*** Given entries

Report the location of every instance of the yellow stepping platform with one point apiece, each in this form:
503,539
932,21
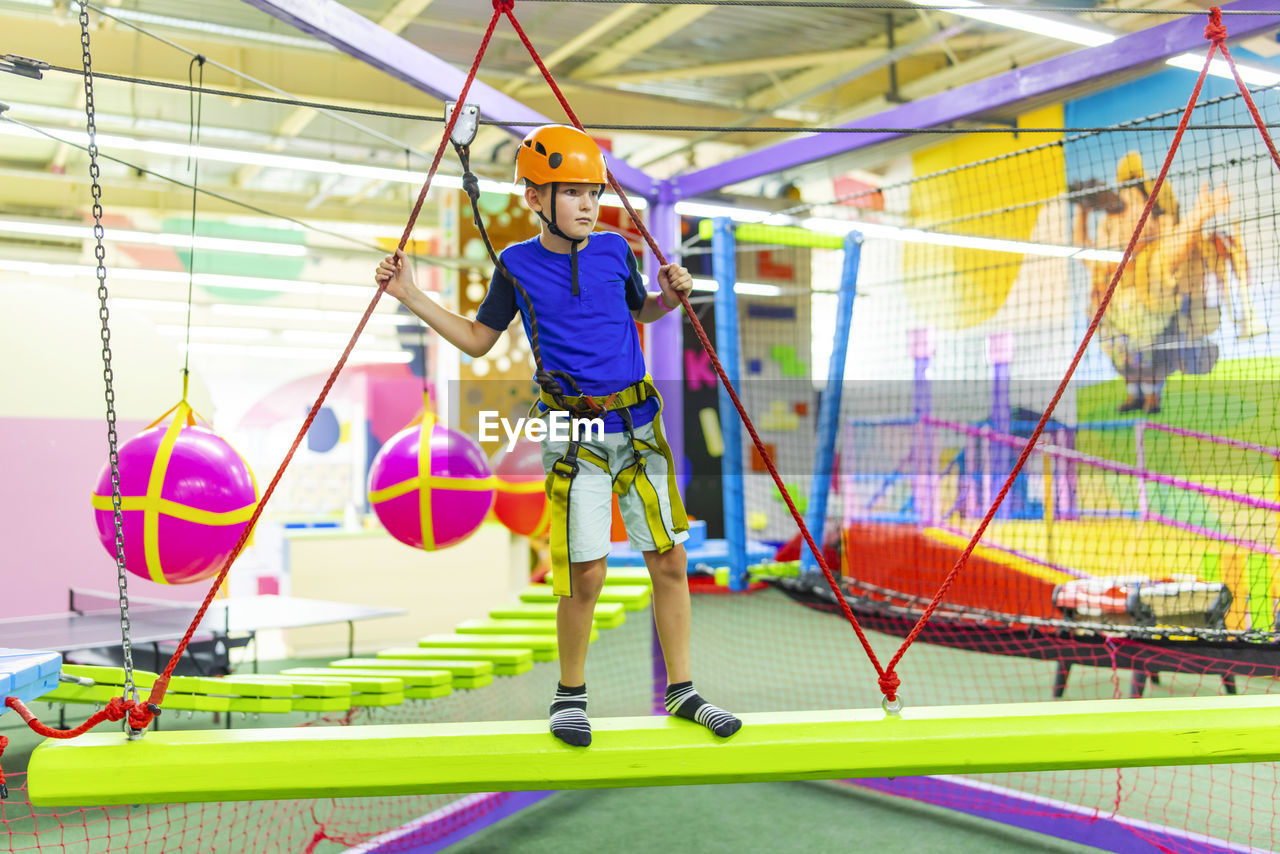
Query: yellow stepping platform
506,662
630,597
513,628
608,615
543,647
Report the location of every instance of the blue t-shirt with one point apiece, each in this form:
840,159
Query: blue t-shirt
593,336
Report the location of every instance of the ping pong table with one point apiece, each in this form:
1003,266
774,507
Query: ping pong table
90,630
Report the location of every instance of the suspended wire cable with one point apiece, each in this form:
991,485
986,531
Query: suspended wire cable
229,200
607,126
324,109
903,7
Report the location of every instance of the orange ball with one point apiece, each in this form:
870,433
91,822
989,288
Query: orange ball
521,494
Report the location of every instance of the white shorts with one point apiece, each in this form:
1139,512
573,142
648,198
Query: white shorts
590,497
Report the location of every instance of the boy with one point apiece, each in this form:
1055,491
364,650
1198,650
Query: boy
586,295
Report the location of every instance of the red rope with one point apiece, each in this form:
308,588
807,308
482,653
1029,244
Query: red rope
1216,33
115,709
888,683
141,715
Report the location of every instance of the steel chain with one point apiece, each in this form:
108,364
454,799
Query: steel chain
112,441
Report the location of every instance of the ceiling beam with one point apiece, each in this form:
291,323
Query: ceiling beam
1130,53
791,62
401,16
362,39
641,39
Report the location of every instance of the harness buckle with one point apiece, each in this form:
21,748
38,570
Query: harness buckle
565,467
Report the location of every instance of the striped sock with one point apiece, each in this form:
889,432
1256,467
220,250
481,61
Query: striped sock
685,702
568,716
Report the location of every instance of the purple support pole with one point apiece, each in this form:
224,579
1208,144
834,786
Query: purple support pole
666,338
1000,354
923,482
1125,55
352,33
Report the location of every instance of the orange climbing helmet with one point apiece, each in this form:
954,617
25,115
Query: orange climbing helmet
560,154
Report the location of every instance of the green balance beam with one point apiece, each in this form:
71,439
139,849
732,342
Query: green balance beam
507,756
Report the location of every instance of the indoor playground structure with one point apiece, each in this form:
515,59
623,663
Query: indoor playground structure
979,444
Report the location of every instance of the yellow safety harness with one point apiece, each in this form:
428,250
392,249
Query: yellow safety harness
560,479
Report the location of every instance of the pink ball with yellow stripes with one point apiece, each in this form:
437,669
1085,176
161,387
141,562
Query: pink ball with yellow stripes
435,496
184,506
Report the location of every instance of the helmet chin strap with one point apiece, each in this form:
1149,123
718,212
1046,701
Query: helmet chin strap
574,241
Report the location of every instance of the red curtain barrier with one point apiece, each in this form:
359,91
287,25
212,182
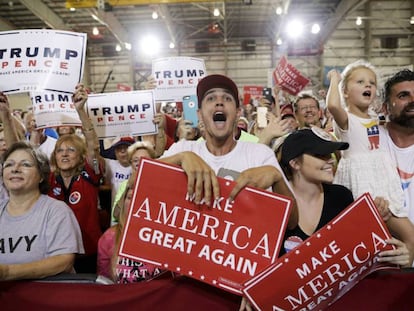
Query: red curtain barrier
381,291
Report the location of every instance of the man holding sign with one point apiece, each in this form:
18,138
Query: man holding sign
221,154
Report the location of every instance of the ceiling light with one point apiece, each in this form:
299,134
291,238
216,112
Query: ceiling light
279,10
150,45
295,28
315,28
95,31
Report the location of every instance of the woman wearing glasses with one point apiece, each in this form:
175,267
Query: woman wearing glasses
41,235
77,174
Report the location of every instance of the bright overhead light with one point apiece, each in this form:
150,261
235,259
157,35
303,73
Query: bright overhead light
315,28
95,31
295,29
279,10
150,45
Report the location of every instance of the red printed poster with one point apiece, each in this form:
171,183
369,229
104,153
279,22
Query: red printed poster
327,265
224,245
288,77
251,92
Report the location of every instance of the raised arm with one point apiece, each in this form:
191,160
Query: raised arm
80,96
202,180
9,125
333,100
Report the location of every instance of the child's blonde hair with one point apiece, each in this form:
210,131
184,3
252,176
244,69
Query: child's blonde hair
350,68
346,74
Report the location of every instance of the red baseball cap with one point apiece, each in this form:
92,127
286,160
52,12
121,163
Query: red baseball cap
216,81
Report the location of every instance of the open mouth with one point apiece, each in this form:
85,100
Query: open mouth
219,117
367,94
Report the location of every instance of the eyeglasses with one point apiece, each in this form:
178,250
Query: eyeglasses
325,157
70,150
23,164
305,108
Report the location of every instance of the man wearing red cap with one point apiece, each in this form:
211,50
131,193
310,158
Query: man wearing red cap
250,164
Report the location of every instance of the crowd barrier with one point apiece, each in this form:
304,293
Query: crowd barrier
380,292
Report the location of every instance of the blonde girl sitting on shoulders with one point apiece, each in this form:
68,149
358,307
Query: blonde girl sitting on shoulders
363,167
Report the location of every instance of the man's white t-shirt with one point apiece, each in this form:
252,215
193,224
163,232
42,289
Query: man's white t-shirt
404,159
244,155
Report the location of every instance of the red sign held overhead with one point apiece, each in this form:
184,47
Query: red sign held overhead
288,77
327,265
123,87
224,245
252,92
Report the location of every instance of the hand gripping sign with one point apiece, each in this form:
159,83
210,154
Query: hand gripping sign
224,245
327,265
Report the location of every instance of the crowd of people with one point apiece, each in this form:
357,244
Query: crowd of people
321,152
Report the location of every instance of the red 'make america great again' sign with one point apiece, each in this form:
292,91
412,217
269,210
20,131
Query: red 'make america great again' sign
224,245
327,265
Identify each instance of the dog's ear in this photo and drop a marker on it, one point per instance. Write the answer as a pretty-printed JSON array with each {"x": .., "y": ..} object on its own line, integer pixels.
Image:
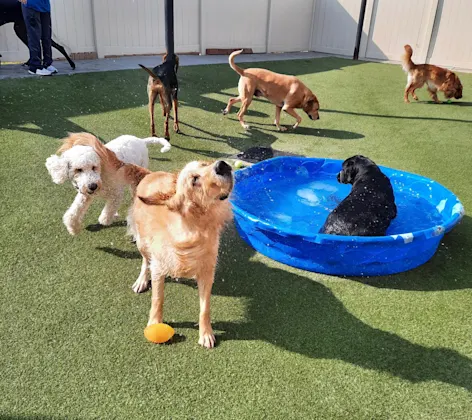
[
  {"x": 151, "y": 73},
  {"x": 58, "y": 168}
]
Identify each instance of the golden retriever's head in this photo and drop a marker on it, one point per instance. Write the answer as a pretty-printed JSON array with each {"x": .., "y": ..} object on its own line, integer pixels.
[
  {"x": 199, "y": 186},
  {"x": 311, "y": 106},
  {"x": 452, "y": 87}
]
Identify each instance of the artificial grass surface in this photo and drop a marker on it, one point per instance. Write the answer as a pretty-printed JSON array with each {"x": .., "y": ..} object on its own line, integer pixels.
[{"x": 291, "y": 344}]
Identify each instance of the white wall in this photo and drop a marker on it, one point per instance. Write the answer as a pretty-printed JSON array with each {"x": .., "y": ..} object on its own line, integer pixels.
[
  {"x": 72, "y": 27},
  {"x": 234, "y": 24},
  {"x": 438, "y": 30},
  {"x": 290, "y": 25},
  {"x": 451, "y": 41},
  {"x": 335, "y": 26},
  {"x": 396, "y": 23}
]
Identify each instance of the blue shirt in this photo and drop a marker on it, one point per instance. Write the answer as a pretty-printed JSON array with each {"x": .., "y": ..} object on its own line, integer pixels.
[{"x": 39, "y": 5}]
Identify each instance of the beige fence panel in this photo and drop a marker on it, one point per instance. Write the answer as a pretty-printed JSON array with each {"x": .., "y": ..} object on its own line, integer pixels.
[
  {"x": 72, "y": 27},
  {"x": 335, "y": 26},
  {"x": 451, "y": 41},
  {"x": 290, "y": 25}
]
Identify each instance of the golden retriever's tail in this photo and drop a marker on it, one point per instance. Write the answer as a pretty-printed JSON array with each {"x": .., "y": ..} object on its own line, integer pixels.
[
  {"x": 407, "y": 64},
  {"x": 237, "y": 69}
]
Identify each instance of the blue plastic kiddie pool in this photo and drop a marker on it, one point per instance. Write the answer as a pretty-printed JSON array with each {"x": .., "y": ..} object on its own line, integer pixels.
[{"x": 280, "y": 205}]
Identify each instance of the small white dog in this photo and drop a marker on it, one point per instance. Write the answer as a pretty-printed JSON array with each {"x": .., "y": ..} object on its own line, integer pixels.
[{"x": 94, "y": 174}]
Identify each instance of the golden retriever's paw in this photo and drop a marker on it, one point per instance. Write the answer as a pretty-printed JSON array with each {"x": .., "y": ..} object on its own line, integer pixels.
[
  {"x": 207, "y": 339},
  {"x": 140, "y": 285}
]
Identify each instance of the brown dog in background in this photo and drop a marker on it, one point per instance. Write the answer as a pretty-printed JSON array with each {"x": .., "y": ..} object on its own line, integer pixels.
[
  {"x": 163, "y": 82},
  {"x": 286, "y": 92},
  {"x": 177, "y": 220},
  {"x": 437, "y": 78}
]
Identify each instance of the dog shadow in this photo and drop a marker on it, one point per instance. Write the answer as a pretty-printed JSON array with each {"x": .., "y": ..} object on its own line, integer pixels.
[
  {"x": 303, "y": 316},
  {"x": 129, "y": 255},
  {"x": 443, "y": 102},
  {"x": 317, "y": 132}
]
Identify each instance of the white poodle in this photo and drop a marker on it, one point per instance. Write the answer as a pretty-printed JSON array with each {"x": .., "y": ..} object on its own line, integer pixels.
[{"x": 92, "y": 169}]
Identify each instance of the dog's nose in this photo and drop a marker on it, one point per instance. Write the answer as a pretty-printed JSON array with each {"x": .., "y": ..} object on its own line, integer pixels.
[{"x": 222, "y": 168}]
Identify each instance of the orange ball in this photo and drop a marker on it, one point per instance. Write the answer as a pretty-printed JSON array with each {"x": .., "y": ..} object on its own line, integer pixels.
[{"x": 159, "y": 333}]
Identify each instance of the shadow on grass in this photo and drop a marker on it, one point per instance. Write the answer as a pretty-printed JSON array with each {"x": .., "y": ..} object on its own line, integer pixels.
[
  {"x": 130, "y": 255},
  {"x": 90, "y": 94},
  {"x": 314, "y": 132},
  {"x": 400, "y": 117},
  {"x": 443, "y": 102},
  {"x": 303, "y": 316}
]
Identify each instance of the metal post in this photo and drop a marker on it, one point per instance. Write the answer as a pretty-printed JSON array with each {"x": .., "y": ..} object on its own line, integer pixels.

******

-- Work order --
From the first line through the line with "Report the location of every instance of the ping", output those lines of the entries above exactly, and nothing else, with the pictures left out.

-- Output for this task --
Report the location of every instance of the yellow stepping platform with one point apiece, each in this form:
503,539
932,21
Query: yellow stepping platform
506,662
630,597
513,628
608,615
543,647
Report the location of every instance of the blue t-shirt with one point apiece, each in this form:
840,159
Query: blue t-shirt
593,336
Report the location of every instance of the ping pong table with one point apiece, each in this form:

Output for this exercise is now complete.